++++ PROVIDED RECORDS
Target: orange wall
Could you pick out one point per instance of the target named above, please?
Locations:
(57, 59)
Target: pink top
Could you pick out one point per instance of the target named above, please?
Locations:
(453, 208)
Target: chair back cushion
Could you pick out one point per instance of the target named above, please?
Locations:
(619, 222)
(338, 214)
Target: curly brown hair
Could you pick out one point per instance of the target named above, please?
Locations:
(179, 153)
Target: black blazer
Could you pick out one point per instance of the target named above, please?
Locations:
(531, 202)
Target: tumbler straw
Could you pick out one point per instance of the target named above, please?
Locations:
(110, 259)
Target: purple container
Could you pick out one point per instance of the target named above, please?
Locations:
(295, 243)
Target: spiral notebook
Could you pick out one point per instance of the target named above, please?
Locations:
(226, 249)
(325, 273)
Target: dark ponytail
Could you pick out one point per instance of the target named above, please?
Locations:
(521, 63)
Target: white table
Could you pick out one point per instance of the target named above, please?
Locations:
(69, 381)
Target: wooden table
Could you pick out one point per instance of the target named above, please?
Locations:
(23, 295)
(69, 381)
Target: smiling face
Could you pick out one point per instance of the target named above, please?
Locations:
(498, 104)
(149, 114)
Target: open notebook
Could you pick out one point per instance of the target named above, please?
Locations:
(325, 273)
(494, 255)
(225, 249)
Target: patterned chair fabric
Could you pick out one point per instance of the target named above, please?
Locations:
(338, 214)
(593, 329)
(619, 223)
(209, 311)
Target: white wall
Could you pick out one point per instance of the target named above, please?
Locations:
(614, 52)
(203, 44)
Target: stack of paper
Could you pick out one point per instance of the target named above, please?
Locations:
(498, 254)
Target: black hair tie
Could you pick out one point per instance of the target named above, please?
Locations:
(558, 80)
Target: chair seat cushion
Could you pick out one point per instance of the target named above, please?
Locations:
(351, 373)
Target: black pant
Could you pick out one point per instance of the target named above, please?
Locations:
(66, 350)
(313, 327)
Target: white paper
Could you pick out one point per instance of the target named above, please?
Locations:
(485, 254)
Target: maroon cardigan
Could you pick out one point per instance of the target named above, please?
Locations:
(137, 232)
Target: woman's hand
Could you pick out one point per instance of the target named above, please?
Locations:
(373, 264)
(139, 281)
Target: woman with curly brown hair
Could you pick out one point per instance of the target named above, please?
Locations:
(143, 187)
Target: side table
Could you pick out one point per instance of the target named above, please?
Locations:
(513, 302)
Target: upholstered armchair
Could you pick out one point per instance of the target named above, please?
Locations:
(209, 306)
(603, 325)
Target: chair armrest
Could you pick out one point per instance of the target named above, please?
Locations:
++++++++
*WRITTEN TASK*. The entries above should be repeated exactly, every one of them.

*TASK SOLUTION*.
Target: orange wall
Could you pick out one point per instance of the target named above, please?
Locations:
(57, 59)
Target: pink top
Could you pick out one point per instance of the target named above, please?
Locations:
(453, 208)
Target: chair back cushion
Could you pick out one point per instance of the target named above, please?
Locations:
(619, 222)
(338, 214)
Target: curly brown hair
Could you pick out one point per instance of the target named above, please?
Locations:
(179, 153)
Target: black blazer
Could you pick out one point per instance of the target named above, please?
Locations:
(531, 202)
Target: tumbler straw
Could you pick out one point per instance of the target named above, please?
Locations:
(110, 259)
Target: purple container
Could you pick out one point per instance of the target named above, please?
Locations:
(295, 243)
Target: spiral notebook
Could you pick out one point per instance of the target named above, please?
Locations:
(226, 249)
(325, 273)
Target: dark ponytail
Could you pick out one point per instance of the target named above, please?
Locations:
(521, 63)
Target: white table
Could you pick out one point per instance of the target named above, please?
Locations:
(69, 381)
Target: wooden table
Could you pick out one point per instance of the target named above, please?
Locations:
(23, 295)
(69, 381)
Target: smiling face
Could you pick out one point per instance of the target named above, please?
Locations:
(498, 104)
(149, 114)
Target: open notebook
Could you pick out one point per instance of the target named above, please?
Locations:
(325, 273)
(494, 255)
(225, 249)
Target: patterned chair fabric
Could you pick out one point per instance of the target named above, please?
Locations:
(338, 214)
(593, 329)
(619, 223)
(209, 311)
Target: white wall
Could you pick out one point per instance of the target named above, please?
Locations:
(614, 52)
(203, 44)
Target: stack of paper
Could you pick out one point per instance of the target named above, please?
Locations:
(498, 254)
Target: black hair tie
Could you pick out one point per instance of the target named above, please?
Locations:
(558, 80)
Target: chair seat cushion
Could you pick out one point per instance of the target named above, please?
Locations:
(351, 373)
Target: black pant
Could you pick out one point per instance of the target named above, please?
Locations:
(66, 350)
(313, 327)
Target: white paper
Could you pick out one point per instance of the target named above, please?
Locations:
(485, 254)
Target: maroon cardigan
Could you pick out one point per instance of the target named above, please?
Locations:
(137, 232)
Target: woman's hand
Could you pick out one point per instance of the target named above, please?
Locations:
(373, 264)
(139, 281)
Target: woman with curly brown hair
Could you pick out one point per instance of the target named above, please?
Locations:
(143, 187)
Target: side table
Could you pick out one point per instance of the target named above, please?
Locations:
(513, 302)
Target: upholstered armchair
Could you pick out one point per instance of the target named above, please?
Locations:
(209, 306)
(603, 325)
Target: chair armrest
Could you pick out one point per instance of the target named above, please?
Locations:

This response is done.